**TÂCHES À FAIRE:**
1 - Dans le texte sur la stratégie du Hamas, à quel journal Khalil al-Haya a-t-il accordé une interview ?
2 - Donnez la suite du texte sur la stratégie du Hamas, à partir de sa dernière phrase.

**TEXTE FOURNI:**
C’est ainsi qu’il faut comprendre la déclaration du vice-dirigeant du Hamas à Gaza, Khalil al-Haya, qui, dans une interview au New York Times, expliquait le 9 octobre la stratégie du Hamas : « Seule une action violente pouvait raviver la question palestinienne en train de mourir… Nous avons changé toute l’équation en créant un état permanent de guerre […] en réveillant les Arabes et les consciences […], en impliquant le monde arabo-musulman pour contrer l’oubli de la Palestine. »
Il explique que les représailles israéliennes sont un piège visant à attendrir le monde via les médias sur le sort des “génocidés”. « Maintenant, personne dans la région ne peut trouver de la tranquillité », conclut-il. Cette stratégie du chaos a été théorisée par le célèbre penseur djihadiste Abou Bakr Naji, auteur de Management de la barbarie, bible d’Al-Qaïda, de Dae’ch et du Hamas.
Une victoire métapolitique
Force est de reconnaître que depuis le 7 octobre, on a observé au sein de la jeunesse occidentale une prise de conscience propalestinienne sans précédent. Ce regain de pro-palestinisme légitimant le Hamas (“réaction à la violence première israélienne”) est une victoire métapolitique pour toute la sphère islamo-djihadiste dont la barbarie trouve des excuses antisionistes en plus de cette de la lutte contre “l’islamophobie”, causes obsessionnelles des Frères musulmans, inspirateurs et soutiens financiers du Hamas.

[Entrées de données enregistrées]
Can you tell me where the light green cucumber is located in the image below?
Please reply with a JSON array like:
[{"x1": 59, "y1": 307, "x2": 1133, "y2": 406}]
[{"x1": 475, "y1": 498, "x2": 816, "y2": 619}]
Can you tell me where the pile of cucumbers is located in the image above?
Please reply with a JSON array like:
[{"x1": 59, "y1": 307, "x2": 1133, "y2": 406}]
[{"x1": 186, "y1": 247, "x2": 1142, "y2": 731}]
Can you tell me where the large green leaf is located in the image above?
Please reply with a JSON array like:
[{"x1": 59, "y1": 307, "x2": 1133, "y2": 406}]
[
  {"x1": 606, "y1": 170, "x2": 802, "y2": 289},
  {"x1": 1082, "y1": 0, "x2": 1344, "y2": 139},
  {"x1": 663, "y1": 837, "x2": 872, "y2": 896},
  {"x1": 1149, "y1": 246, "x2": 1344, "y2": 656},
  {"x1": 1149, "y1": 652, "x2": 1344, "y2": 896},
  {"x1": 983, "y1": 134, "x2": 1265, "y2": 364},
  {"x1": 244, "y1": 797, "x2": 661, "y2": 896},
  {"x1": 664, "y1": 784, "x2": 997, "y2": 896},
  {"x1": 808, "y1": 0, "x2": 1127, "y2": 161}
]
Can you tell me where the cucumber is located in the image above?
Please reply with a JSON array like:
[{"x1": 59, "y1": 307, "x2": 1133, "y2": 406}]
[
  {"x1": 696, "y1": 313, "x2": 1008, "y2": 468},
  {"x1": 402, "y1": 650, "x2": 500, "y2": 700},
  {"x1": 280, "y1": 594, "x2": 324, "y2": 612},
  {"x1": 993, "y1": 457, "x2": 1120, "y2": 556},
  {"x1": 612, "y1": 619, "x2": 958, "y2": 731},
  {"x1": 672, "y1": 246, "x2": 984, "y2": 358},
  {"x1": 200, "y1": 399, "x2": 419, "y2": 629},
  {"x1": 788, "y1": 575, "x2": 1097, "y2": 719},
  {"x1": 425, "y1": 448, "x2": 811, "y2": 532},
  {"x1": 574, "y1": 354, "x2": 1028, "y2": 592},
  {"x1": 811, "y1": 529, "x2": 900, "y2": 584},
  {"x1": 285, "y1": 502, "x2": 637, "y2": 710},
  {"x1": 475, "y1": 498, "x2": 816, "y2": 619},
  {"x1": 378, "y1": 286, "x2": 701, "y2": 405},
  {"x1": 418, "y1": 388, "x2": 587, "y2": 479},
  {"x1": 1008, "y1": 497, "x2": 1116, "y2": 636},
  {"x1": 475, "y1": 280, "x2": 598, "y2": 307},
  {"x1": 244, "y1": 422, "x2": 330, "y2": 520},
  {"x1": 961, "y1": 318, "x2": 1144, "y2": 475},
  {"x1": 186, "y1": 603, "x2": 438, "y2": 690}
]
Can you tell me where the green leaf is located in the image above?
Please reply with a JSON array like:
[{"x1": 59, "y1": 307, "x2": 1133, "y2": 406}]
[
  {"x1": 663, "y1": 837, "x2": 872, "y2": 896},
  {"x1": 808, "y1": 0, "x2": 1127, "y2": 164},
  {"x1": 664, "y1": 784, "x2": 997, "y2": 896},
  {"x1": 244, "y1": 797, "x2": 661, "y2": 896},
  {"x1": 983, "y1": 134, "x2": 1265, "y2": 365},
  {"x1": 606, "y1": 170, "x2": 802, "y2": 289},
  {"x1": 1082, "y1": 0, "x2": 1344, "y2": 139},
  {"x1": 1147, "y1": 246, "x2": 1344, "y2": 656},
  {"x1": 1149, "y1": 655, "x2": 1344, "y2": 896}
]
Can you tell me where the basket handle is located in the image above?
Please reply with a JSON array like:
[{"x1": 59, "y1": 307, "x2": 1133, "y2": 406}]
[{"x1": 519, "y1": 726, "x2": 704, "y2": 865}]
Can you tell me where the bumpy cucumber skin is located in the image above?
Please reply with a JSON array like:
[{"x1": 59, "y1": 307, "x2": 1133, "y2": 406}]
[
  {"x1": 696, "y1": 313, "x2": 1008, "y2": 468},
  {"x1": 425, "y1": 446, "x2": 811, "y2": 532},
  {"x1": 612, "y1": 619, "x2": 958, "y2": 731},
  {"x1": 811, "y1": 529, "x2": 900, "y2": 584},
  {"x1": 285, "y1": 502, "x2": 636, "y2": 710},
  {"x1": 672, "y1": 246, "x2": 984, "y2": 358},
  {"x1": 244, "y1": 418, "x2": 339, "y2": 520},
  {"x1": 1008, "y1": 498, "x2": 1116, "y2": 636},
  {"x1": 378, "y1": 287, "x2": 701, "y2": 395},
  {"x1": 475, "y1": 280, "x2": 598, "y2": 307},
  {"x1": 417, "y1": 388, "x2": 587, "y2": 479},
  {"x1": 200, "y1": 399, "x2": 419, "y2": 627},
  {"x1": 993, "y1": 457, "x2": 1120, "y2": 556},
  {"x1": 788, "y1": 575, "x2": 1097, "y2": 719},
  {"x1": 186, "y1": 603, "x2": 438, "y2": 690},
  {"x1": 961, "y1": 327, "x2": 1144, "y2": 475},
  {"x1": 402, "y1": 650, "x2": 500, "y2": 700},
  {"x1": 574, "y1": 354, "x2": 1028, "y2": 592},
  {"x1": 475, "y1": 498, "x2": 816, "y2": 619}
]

**RÉSULTATS DANS L'ORDRE:**
1 - Au New York Times.

2 -
D’où la nécessité présenter Al-Aqsa et Al-Qods (Jérusalem, esplanade des Mosquées/Mont du Temple) comme le “troisième lieu saint de l’islam profané par les juifs”. Une aubaine pour Al-Qaïda et Dae’ch qui surfent sur ce créneau du “djihadisme justicialiste”. C’est ainsi qu’une lettre de Ben Laden, en 2002, revendique les attentats du 11 septembre 2001 en dénonçant le soutien des États-Unis à Israël et en appelant à “venger les Palestiniens” est redevenue virale ces jours-ci.
Preuve de l’efficacité de la stratégie de violence permanente du Hamas : les accords d’Abraham israélo-arabes sont délégitimés, ses gouvernements mis en porte-à-faux ; la Jordanie a ajourné son projet d’alimentation en eau dessalée avec Israël ; l’Arabie saoudite a suspendu la signature d’un accord avec Israël ; la quasi-totalité des pays arabo-musulmans, sauf l’Azerbaïdjan, les Émirats, le Maroc et Bahreïn, ont dû justifier le Hamas pour satisfaire la “rue arabe” assoiffée de vengeance antijuive.
Une opération marketing panislamiste géniale
En France, Macron a assorti le droit d’Israël à se défendre d’un refus d’alimenter la stigmatisation des musulmans associée à la marche contre l’antisémitisme… En Norvège, le Parlement a demandé à reconnaître l’État palestinien “indépendant”. En Espagne, Pedro Sánchez s’est engagé à « œuvrer en Europe pour reconnaître l’État palestinien ». Même Joe Biden a dû prôner la solution à deux États et a appelé à la “retenue” afin qu’Israël n’annihile pas totalement le Hamas.
Le 15 novembre, Erdogan a qualifié Israël d’« État terroriste » alors qu’il s’en était rapproché, mais il fallait satisfaire son électorat AKP pro-Hamas. Le chef militaire du Hamas, Mohammed Deïf, aujourd’hui plus populaire que Ben Laden, en présentant le palestinisme comme la cause majeure de l’islam (“Al-Aqsa/Al-Qods”), a fait une opération marketing panislamiste géniale, enjoignant en passant « les musulmans du monde entier à lancer des attaques djihadistes ».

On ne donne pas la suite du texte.